## Work to complete
Copy the material below word for word, from the line with "[tag] blue sky (a dot for each instance)" through the very end.

## Extracted entries
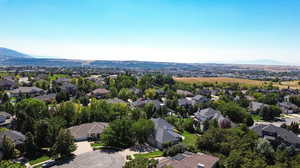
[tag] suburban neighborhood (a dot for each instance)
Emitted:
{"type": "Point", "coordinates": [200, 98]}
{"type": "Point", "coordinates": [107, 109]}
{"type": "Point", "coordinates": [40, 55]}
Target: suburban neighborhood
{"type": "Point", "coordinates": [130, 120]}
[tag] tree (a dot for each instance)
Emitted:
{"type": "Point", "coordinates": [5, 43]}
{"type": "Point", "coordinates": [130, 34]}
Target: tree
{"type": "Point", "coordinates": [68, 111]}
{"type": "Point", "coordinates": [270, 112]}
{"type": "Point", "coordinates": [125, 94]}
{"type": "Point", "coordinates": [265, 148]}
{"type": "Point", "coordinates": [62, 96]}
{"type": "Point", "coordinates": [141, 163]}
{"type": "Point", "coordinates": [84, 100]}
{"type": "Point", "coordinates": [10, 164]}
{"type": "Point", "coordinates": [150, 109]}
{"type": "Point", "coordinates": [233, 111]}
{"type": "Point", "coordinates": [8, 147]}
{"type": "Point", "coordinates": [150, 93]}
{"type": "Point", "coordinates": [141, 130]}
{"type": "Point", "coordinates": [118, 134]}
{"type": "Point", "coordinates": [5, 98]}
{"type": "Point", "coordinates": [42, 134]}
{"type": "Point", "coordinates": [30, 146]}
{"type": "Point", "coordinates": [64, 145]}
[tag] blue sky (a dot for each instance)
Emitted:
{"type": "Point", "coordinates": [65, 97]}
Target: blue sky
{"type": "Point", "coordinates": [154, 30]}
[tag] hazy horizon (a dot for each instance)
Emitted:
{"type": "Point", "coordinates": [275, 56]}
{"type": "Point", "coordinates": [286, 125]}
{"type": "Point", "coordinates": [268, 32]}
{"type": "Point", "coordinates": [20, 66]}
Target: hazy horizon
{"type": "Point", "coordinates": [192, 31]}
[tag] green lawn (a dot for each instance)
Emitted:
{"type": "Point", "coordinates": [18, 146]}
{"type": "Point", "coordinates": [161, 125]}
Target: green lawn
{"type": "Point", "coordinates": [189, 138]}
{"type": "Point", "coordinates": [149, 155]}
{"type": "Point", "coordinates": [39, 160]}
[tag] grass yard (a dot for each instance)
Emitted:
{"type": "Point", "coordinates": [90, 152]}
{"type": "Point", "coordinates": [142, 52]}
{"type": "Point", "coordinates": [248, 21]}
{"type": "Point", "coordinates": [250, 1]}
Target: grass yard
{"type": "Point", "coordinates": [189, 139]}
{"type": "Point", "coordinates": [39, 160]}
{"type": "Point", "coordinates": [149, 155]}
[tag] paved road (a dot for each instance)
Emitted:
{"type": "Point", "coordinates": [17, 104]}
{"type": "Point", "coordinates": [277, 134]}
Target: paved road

## Written answer
[tag] blue sky (a dot for each instance)
Emitted:
{"type": "Point", "coordinates": [65, 97]}
Target: blue sky
{"type": "Point", "coordinates": [154, 30]}
[tag] hazy horizon (a dot for each instance)
Emitted:
{"type": "Point", "coordinates": [275, 56]}
{"type": "Point", "coordinates": [286, 125]}
{"type": "Point", "coordinates": [268, 32]}
{"type": "Point", "coordinates": [20, 66]}
Target: hazy horizon
{"type": "Point", "coordinates": [192, 31]}
[tag] green lawn (a dot for each instance)
Emitted:
{"type": "Point", "coordinates": [18, 146]}
{"type": "Point", "coordinates": [161, 125]}
Target: green lawn
{"type": "Point", "coordinates": [189, 138]}
{"type": "Point", "coordinates": [149, 155]}
{"type": "Point", "coordinates": [39, 160]}
[tag] grass yard (a dot for each instance)
Emitted:
{"type": "Point", "coordinates": [90, 152]}
{"type": "Point", "coordinates": [142, 52]}
{"type": "Point", "coordinates": [248, 21]}
{"type": "Point", "coordinates": [250, 1]}
Target: grass yard
{"type": "Point", "coordinates": [189, 139]}
{"type": "Point", "coordinates": [39, 160]}
{"type": "Point", "coordinates": [149, 155]}
[tag] paved road (a dot for each instance)
Emitted:
{"type": "Point", "coordinates": [17, 104]}
{"type": "Point", "coordinates": [277, 134]}
Target: paved road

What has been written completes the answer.